##### EXTRACTED TEXT #####
Above the funeral parlor, on the brownstone’s top floor, the old women gather, talking about the dead: whose body is being prepared in the basement, who is being waked upstairs, whose family has called, newly requiring services. A lifetime at its end needs careful remembering, neither sentimental nor cruel — colored with bits of jagged-edged heartbreak and scandal for veracity, but tempered with mercy. Such are the stories the women tell over tea.
“They would know the clear-eyed truth of it. And they would know as well how to choose their words to tell a kinder tale,” Alice McDermott writes in her incantatory new novel, in which the landscape of memory is a chiaroscuro in motion and the sightlines are seldom entirely unobstructed.
“Someone,” too, is an old woman’s tale told at the end of a very long life. But its narrator, Marie, is recalling her own story, reaching as far back as her childhood between the world wars, when she lived with her parents and her older brother, Gabe, in a Brooklyn, N.Y., neighborhood brimming with Irish Catholics.
McDermott structures the story in crosscut, so we meet Marie and her husband in middle age before we join the old women at the funeral home, where Marie works fresh out of high school, gaining poise as she greets the mourners. We have seen her elderly, and a mother several times over, before we watch her nearly die of an infection after giving birth to her first child — an episode that McDermott imbues with a surprising degree of suspense.
We spy the old neighborhood from a child’s-eye view, then later in free-fall decline, before we snap back decades to the sweltering day when teenage Marie’s heart is dashed by an astonishingly creepy boyfriend, and Gabe steers his devastated sister on a long walk through Brooklyn that’s meant as a salve.
“Who’s going to love me?” Marie asks her brother.
“Someone,” Gabe tells her, underwhelming but accurate. “Someone will.”
The narrator of a life is always unreliable, because memory is. When Marie meets, for the second time, the man she’ll marry, his opener echoes improbably a line she recalls from childhood — the script of a romantic plot never set in motion. “Is it you again?” Tom asks her. A tenderhearted man, he is better than most at detecting loneliness and responding with simple human kindness. It’s a more utilitarian trait than it might seem, particularly in straitened midcentury America.
Catholicism seeps into every aspect of life in Marie’s family, even if they’re “not so enamored of the priesthood as some,” as her mother insists. “There were just as many men in rectories, she said, who were vain or lazy or stupid as there were in the general population.” Even so, when Gabe joins the priesthood, it is cause for joy; when he resigns, cause for sorrow.
“My mother always said there’s nothing more pathetic than an old bachelor who’s not a priest,” a woman says over a funeral lunch in McDermott’s 1998 novel “Charming Billy.”
What about an old bachelor who isn’t a priest but used to be, and a good one? Gabe had been “a handsome boy, his parents’ pride, and only a year at his first parish before he came back home without his collar. A mystery.” For Marie, his unexplained flight from vocation becomes a puzzle to worry for decades.
The web of love these siblings have been born into, to which each of them will add, forms a safety net whose design — at once sturdy and breathtakingly fragile — is fully evident only from a distance of years. Who’s going to love them? Someone.
But McDermott is no merchant of nostalgia. In the old neighborhood, pitiless boys and girls find a handy target in the sad veteran down the street, blinded in the Great War. Marie’s immigrant mother, her mind adrift in old age, requires repeated assurance that she is in Brooklyn, not back in Ireland, as she fears.
Marie’s sweet father, who dies too young, is her winking ally in childhood, and she his accomplice on evening strolls that take him to a speakeasy. His drinking shapes her notion of masculinity. The “scent of alcohol on a man was a charm for me still,” she observes as an adult.
The maudlin and the twee that have tripped up so many others’ attempts at Irish-American portraiture are no temptation for McDermott. She does not genuflect, nor does she cling to grievance. She looks with a sharp gaze and a generous spirit, finds multitudes even in a clan’s closed air, and tells a clear-eyed, kinder tale.
##### SOURCE MATERIAL #####
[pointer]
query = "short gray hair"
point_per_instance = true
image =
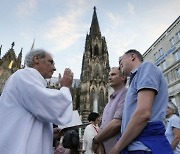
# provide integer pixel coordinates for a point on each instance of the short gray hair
(31, 54)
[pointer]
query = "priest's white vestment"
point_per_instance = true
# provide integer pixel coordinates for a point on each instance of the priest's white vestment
(27, 111)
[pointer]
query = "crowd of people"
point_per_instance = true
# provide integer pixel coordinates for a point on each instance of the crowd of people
(139, 119)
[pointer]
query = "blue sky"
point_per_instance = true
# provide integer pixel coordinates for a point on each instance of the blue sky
(60, 26)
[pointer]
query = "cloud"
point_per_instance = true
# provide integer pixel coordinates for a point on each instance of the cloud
(65, 30)
(26, 8)
(115, 20)
(131, 8)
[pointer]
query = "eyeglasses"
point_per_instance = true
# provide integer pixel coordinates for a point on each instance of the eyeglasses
(52, 62)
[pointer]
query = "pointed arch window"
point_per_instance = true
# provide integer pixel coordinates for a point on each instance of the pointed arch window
(96, 50)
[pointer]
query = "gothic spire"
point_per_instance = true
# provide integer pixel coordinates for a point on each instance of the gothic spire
(94, 29)
(32, 47)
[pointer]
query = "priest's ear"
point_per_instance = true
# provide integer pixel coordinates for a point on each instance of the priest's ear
(36, 59)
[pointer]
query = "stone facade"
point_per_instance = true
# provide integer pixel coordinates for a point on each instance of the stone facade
(94, 72)
(165, 53)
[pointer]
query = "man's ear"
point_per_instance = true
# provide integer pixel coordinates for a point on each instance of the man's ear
(36, 59)
(133, 56)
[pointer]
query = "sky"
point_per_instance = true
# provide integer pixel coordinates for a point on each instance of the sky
(60, 26)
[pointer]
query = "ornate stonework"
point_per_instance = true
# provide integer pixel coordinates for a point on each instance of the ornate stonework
(94, 72)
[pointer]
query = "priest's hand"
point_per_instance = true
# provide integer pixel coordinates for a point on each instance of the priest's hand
(66, 80)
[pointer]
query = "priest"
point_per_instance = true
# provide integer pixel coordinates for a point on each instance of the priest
(28, 108)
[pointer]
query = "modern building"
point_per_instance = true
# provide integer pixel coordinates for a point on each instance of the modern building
(165, 53)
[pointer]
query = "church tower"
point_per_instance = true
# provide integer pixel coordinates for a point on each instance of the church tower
(94, 72)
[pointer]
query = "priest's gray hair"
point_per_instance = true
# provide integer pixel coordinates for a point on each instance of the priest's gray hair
(31, 54)
(173, 107)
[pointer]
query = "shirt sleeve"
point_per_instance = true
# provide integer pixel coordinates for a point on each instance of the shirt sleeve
(120, 105)
(148, 77)
(175, 122)
(48, 105)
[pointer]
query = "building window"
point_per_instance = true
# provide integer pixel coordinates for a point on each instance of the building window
(177, 55)
(160, 52)
(178, 35)
(178, 72)
(172, 41)
(156, 56)
(163, 65)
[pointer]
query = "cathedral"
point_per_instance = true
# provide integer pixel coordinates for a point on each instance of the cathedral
(90, 93)
(94, 72)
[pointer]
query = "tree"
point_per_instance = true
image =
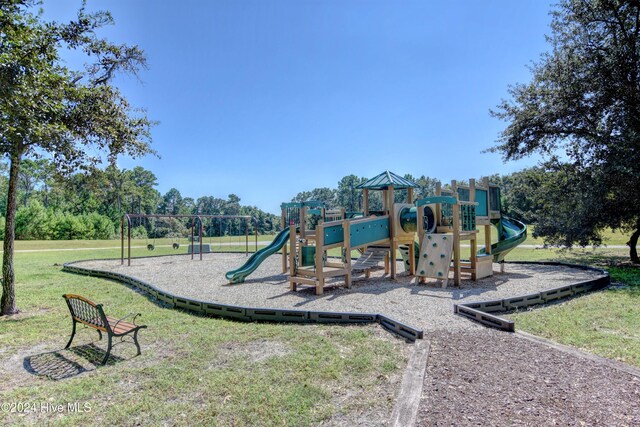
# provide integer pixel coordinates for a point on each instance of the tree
(46, 107)
(584, 99)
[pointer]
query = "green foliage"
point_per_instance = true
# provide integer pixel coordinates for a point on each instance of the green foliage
(584, 99)
(34, 222)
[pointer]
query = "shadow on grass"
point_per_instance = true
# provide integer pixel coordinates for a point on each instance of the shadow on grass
(68, 363)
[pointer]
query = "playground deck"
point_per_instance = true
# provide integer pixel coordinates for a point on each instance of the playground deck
(424, 306)
(475, 375)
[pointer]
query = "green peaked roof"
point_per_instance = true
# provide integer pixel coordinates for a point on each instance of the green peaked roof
(386, 179)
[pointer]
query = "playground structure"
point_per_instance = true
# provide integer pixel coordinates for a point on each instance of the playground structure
(199, 227)
(440, 223)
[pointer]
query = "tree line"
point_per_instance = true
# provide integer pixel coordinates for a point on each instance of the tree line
(90, 205)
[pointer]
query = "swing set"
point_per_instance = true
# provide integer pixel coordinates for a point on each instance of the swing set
(220, 229)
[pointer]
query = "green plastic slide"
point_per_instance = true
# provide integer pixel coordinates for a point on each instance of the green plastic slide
(238, 275)
(510, 234)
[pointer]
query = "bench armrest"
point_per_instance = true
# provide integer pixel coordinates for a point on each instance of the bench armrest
(135, 316)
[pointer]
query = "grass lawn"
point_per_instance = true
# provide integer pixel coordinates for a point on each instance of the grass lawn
(193, 369)
(606, 323)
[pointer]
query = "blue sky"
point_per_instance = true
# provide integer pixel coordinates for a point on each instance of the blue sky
(265, 99)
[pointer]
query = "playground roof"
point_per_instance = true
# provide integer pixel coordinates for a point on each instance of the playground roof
(385, 180)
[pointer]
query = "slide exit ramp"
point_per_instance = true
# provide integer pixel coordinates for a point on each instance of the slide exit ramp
(238, 275)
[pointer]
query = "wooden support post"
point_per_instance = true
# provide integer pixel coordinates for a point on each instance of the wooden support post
(392, 232)
(284, 248)
(412, 259)
(472, 190)
(365, 195)
(319, 262)
(456, 241)
(292, 256)
(346, 226)
(438, 213)
(473, 258)
(473, 254)
(487, 239)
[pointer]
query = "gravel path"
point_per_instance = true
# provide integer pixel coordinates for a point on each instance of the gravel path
(424, 306)
(487, 377)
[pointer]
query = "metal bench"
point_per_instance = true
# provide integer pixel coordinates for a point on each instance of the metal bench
(92, 315)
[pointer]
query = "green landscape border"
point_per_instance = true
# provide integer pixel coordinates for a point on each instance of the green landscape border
(249, 314)
(481, 311)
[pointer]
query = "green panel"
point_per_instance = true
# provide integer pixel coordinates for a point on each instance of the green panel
#####
TRY IT: Can you print the stretch of the review from "Above the funeral" through "tell over tea.", word for word?

WRITTEN ANSWER:
Above the funeral parlor, on the brownstone’s top floor, the old women gather, talking about the dead: whose body is being prepared in the basement, who is being waked upstairs, whose family has called, newly requiring services. A lifetime at its end needs careful remembering, neither sentimental nor cruel — colored with bits of jagged-edged heartbreak and scandal for veracity, but tempered with mercy. Such are the stories the women tell over tea.